SUPPLIED DATA —

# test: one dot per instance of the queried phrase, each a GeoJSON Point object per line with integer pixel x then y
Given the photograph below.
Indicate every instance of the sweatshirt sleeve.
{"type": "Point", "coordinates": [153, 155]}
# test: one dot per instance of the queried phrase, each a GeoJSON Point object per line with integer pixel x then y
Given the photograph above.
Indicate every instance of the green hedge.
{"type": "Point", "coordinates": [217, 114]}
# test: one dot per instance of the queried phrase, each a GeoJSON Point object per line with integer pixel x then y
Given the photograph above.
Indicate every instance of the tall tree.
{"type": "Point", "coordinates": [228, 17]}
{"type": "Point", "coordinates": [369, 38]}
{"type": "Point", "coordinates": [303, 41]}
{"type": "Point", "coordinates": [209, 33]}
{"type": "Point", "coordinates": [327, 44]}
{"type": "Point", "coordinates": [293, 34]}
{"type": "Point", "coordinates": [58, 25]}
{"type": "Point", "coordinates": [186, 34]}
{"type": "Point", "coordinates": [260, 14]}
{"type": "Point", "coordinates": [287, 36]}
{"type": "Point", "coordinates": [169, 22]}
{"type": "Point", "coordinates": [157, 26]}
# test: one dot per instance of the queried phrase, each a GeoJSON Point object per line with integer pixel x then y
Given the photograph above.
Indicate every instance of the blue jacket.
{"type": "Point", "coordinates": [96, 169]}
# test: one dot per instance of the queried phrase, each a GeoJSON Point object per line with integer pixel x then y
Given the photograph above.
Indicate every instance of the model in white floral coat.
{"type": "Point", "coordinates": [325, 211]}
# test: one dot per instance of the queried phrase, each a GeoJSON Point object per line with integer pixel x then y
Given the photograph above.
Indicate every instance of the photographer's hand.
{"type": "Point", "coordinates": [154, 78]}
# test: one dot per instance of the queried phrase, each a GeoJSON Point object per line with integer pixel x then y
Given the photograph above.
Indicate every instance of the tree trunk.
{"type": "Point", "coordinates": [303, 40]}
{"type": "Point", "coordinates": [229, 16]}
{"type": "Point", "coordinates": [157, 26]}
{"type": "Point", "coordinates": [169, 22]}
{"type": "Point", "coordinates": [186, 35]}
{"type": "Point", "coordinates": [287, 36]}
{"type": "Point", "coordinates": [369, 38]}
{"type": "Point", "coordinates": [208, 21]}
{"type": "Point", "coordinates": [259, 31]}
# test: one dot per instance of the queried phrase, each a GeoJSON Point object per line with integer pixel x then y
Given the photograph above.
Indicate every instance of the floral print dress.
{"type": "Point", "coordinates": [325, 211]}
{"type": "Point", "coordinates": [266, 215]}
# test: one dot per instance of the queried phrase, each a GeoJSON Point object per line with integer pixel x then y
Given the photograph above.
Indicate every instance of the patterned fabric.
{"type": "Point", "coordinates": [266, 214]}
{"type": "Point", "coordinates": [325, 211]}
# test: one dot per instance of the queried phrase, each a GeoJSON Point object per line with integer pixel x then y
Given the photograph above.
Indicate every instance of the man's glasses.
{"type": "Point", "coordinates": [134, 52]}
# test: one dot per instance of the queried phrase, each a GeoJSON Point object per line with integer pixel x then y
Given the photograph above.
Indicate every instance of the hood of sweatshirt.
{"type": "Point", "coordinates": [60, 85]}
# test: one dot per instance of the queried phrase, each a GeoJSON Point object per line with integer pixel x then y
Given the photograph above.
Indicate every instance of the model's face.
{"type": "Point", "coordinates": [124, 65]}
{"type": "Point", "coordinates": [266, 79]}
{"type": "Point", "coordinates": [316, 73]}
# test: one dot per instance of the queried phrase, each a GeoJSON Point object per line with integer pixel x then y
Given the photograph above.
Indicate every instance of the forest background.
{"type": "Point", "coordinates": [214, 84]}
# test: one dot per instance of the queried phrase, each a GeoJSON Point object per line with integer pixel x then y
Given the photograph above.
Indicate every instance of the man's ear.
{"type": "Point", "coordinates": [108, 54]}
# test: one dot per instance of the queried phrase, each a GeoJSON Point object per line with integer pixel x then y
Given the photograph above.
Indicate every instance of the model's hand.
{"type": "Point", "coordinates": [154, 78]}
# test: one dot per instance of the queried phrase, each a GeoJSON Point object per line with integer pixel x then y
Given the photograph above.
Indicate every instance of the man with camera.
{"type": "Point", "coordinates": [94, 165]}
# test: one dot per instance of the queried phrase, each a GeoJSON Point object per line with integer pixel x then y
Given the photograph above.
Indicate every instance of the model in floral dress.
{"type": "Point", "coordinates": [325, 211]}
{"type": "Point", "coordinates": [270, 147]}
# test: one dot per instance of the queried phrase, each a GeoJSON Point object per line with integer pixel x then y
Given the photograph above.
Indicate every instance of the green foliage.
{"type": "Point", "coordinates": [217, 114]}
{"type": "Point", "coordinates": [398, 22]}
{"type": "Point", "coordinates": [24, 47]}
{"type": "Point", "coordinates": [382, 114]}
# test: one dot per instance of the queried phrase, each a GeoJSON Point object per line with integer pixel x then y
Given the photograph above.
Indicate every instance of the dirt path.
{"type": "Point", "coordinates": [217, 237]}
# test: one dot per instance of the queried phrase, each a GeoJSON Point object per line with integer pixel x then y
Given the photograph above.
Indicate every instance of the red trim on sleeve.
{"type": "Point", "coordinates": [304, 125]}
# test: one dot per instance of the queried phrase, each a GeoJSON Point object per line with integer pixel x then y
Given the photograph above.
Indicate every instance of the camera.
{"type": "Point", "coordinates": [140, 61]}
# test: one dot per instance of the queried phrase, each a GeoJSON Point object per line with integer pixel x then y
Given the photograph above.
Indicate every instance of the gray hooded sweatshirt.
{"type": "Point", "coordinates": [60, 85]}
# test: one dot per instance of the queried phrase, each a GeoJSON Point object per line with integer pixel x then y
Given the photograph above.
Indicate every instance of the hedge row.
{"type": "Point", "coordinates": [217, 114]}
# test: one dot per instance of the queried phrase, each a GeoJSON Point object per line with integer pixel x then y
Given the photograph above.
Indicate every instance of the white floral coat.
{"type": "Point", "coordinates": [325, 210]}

EXERCISE PROMPT — In full and without error, retype the entries above.

RESPONSE TO THE EXERCISE —
# test: one dot per instance of the queried phrase, each a GeoJSON Point object per line with integer pixel x then y
Given the photograph below.
Indicate every instance of the sweatshirt sleeve.
{"type": "Point", "coordinates": [153, 155]}
# test: one dot per instance of the queried phrase, each a GeoJSON Point object per line with integer pixel x then y
Given the photograph above.
Indicate every instance of the green hedge.
{"type": "Point", "coordinates": [217, 114]}
# test: one dot per instance of the queried phrase, each a GeoJSON Point object per line with integer pixel x then y
Given the photograph above.
Indicate every instance of the tall tree.
{"type": "Point", "coordinates": [228, 17]}
{"type": "Point", "coordinates": [369, 38]}
{"type": "Point", "coordinates": [303, 41]}
{"type": "Point", "coordinates": [209, 33]}
{"type": "Point", "coordinates": [327, 44]}
{"type": "Point", "coordinates": [293, 34]}
{"type": "Point", "coordinates": [58, 25]}
{"type": "Point", "coordinates": [186, 34]}
{"type": "Point", "coordinates": [260, 14]}
{"type": "Point", "coordinates": [287, 36]}
{"type": "Point", "coordinates": [169, 22]}
{"type": "Point", "coordinates": [157, 26]}
# test: one dot per instance of the queried phrase, each a GeoJSON Point object per line with integer pixel x then y
Given the photograph above.
Indicate every instance of the blue jacket.
{"type": "Point", "coordinates": [96, 169]}
# test: one dot per instance of the queried phrase, each a GeoJSON Point object per line with integer pixel x then y
Given the photograph above.
Indicate every instance of the model in white floral coat.
{"type": "Point", "coordinates": [325, 211]}
# test: one dot per instance of the queried phrase, each a GeoJSON Point object per line with integer pixel x then y
Given the photograph above.
Indicate every instance of the photographer's hand.
{"type": "Point", "coordinates": [154, 78]}
# test: one dot per instance of the queried phrase, each a GeoJSON Point object per line with integer pixel x then y
Given the photograph above.
Indicate every instance of the tree trunk.
{"type": "Point", "coordinates": [303, 40]}
{"type": "Point", "coordinates": [229, 16]}
{"type": "Point", "coordinates": [157, 26]}
{"type": "Point", "coordinates": [169, 22]}
{"type": "Point", "coordinates": [186, 35]}
{"type": "Point", "coordinates": [287, 36]}
{"type": "Point", "coordinates": [369, 38]}
{"type": "Point", "coordinates": [208, 21]}
{"type": "Point", "coordinates": [259, 31]}
# test: one dot per instance of the queried phrase, each a GeoJSON Point object per line with integer pixel x then y
Given the photograph above.
Indicate every instance of the floral print dress.
{"type": "Point", "coordinates": [325, 211]}
{"type": "Point", "coordinates": [266, 215]}
# test: one dot per instance of the queried phrase, each a GeoJSON Point object per line with integer pixel x then y
Given the photograph above.
Indicate every instance of the patterned fabric.
{"type": "Point", "coordinates": [266, 214]}
{"type": "Point", "coordinates": [325, 211]}
# test: one dot per instance of the queried phrase, each a GeoJSON Point object per line with integer pixel x then y
Given the photograph above.
Indicate every instance of the man's glasses.
{"type": "Point", "coordinates": [134, 52]}
# test: one dot per instance of the queried phrase, each a GeoJSON Point object per line with integer pixel x then y
Given the photograph above.
Indicate every instance of the hood of sweatshirt.
{"type": "Point", "coordinates": [60, 85]}
# test: one dot per instance of the queried phrase, each a GeoJSON Point object per line with integer pixel x then y
Given the photograph above.
Indicate every instance of the model's face.
{"type": "Point", "coordinates": [124, 65]}
{"type": "Point", "coordinates": [266, 79]}
{"type": "Point", "coordinates": [316, 73]}
# test: one dot per instance of the queried phrase, each a GeoJSON Point object per line with integer pixel x then y
Given the photograph above.
Indicate every instance of the forest background.
{"type": "Point", "coordinates": [214, 84]}
# test: one dot per instance of the queried phrase, each a GeoJSON Point object per line with integer pixel x then y
Given the photograph above.
Indicate every instance of the man's ear.
{"type": "Point", "coordinates": [108, 54]}
# test: one dot per instance of the queried phrase, each a GeoJSON Point object per line with integer pixel x then y
Given the photograph above.
Indicate every instance of the model's hand.
{"type": "Point", "coordinates": [154, 78]}
# test: one dot per instance of the queried phrase, each a GeoJSON Point object per line with integer pixel x then y
Given the photograph above.
Indicate every instance of the man with camera.
{"type": "Point", "coordinates": [94, 165]}
# test: one dot per instance of the queried phrase, each a GeoJSON Point object per line with integer pixel x then y
Given the photograph above.
Indicate every instance of the model in floral dress.
{"type": "Point", "coordinates": [325, 211]}
{"type": "Point", "coordinates": [270, 147]}
# test: one dot per instance of the queried phrase, each a GeoJSON Point object per line with integer pixel x then y
Given the photograph above.
Indicate every instance of the green foliage.
{"type": "Point", "coordinates": [217, 114]}
{"type": "Point", "coordinates": [398, 22]}
{"type": "Point", "coordinates": [24, 47]}
{"type": "Point", "coordinates": [382, 114]}
# test: one dot per instance of the queried phrase, each a GeoJSON Point object per line with integer pixel x then y
Given the photograph above.
Indicate every instance of the dirt path.
{"type": "Point", "coordinates": [217, 237]}
# test: one dot per instance of the queried phrase, each a GeoJSON Point object per line with integer pixel x then y
Given the photograph above.
Indicate every instance of the red trim on sleeve.
{"type": "Point", "coordinates": [304, 125]}
# test: one dot per instance of the queried phrase, each a GeoJSON Point object per line with integer pixel x then y
Given the photograph above.
Indicate every instance of the camera.
{"type": "Point", "coordinates": [140, 61]}
# test: one dot per instance of the queried phrase, each a GeoJSON Point object per line with integer pixel x then y
Given the photograph above.
Indicate every instance of the gray hooded sweatshirt.
{"type": "Point", "coordinates": [60, 85]}
# test: one dot per instance of the queried phrase, each a GeoJSON Point object per line with integer pixel x then y
Given the photograph above.
Indicate every instance of the hedge row.
{"type": "Point", "coordinates": [217, 114]}
# test: one dot per instance of the queried phrase, each a GeoJSON Point object per line with integer pixel x then y
Given the photograph above.
Indicate every instance of the white floral coat.
{"type": "Point", "coordinates": [325, 210]}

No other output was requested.